_Exercise task_
Pick out every line in the records below that contains the word "query". Copy each of those lines.

_Dataset content_
>>

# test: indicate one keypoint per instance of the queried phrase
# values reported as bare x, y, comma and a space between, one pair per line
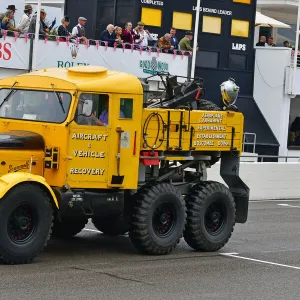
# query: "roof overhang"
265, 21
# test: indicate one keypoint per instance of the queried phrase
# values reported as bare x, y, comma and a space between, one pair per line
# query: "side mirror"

<<
>>

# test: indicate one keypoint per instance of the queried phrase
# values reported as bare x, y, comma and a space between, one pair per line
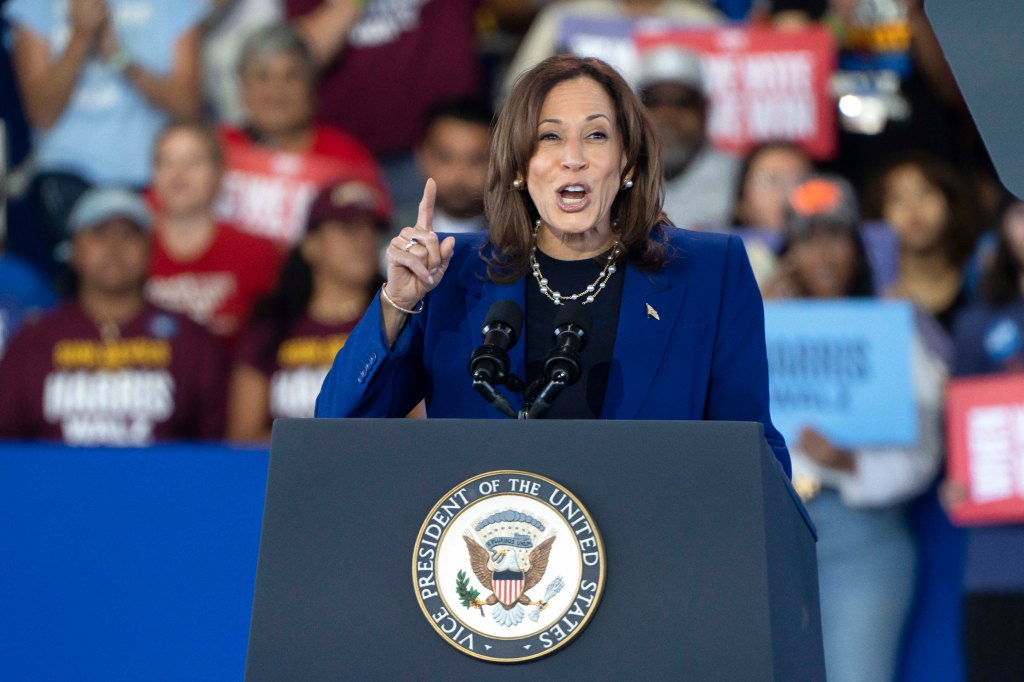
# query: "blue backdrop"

<<
>>

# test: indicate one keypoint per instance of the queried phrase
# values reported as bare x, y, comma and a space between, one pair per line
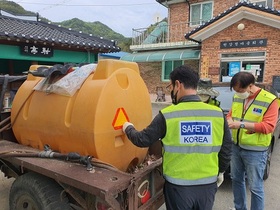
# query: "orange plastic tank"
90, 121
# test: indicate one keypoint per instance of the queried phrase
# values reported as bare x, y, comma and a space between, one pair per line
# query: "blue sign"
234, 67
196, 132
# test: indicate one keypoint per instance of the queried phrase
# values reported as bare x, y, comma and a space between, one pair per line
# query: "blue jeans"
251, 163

<<

_Answer to this task_
# query: "roof overhang"
# query: "side mirror"
# query: "blue backdrop"
# query: "orange plastic tank"
# query: "blue sign"
# query: "blue jeans"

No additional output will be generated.